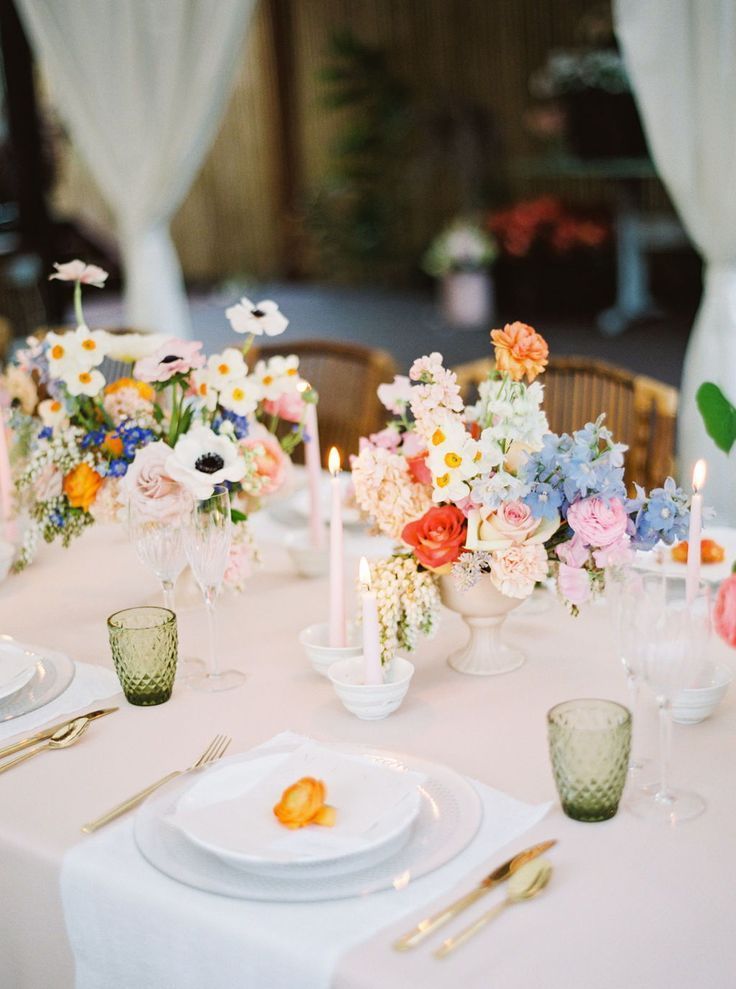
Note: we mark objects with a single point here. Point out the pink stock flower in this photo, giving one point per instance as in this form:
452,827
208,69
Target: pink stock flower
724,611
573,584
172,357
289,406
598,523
.....
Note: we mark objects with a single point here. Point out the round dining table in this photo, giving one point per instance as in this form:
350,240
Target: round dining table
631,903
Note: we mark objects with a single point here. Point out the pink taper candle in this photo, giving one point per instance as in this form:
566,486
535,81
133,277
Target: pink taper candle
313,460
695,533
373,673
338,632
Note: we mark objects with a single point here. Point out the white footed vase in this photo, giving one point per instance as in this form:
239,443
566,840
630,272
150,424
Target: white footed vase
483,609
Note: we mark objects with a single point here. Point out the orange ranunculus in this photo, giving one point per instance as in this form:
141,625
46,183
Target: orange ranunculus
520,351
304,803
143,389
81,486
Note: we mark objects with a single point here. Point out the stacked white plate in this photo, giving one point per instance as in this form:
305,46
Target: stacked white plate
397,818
.....
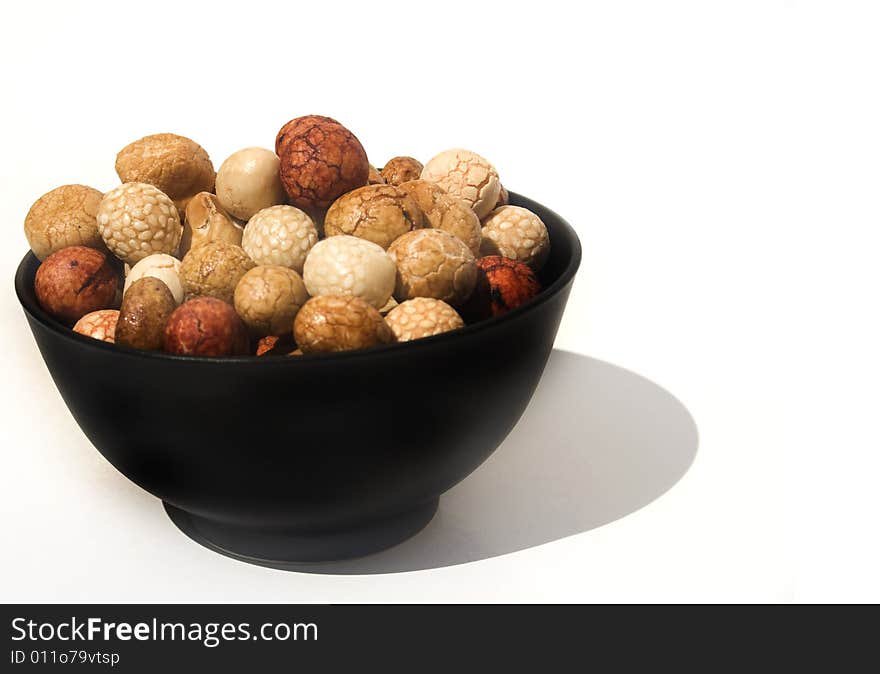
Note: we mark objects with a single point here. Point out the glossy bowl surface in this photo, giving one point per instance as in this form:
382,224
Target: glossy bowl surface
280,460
.....
_Task statement:_ An answer is complete only when it holds every line above containing the string "objects".

_Solution to the problem:_
Note: we mark objects with a single point here. Point out the pink stock flower in this photo, giving one point per instance as in this form:
Note: we mark objects with a single point here. Point out the round dining table in this photo, giving one point per instance as in this form:
Note: we mark objects with a single point here. Point out the pink taper candle in this photo, giving one point per instance as in this form:
Note: we mark objects with a single point here. Point out the white footed vase in this photo, giving one point per instance as in this form:
Note: we mark objects with a single point here. Point out the orange ranunculus in this photo, giving one point per instance as in this form:
Note: we mark objects with a single point here. Point out the stacked white plate in this photo, giving one point per instance as in this form:
Note: we mark objects with a single point here. Point out the glossy bowl surface in this photo, giving one point per instance as in this form:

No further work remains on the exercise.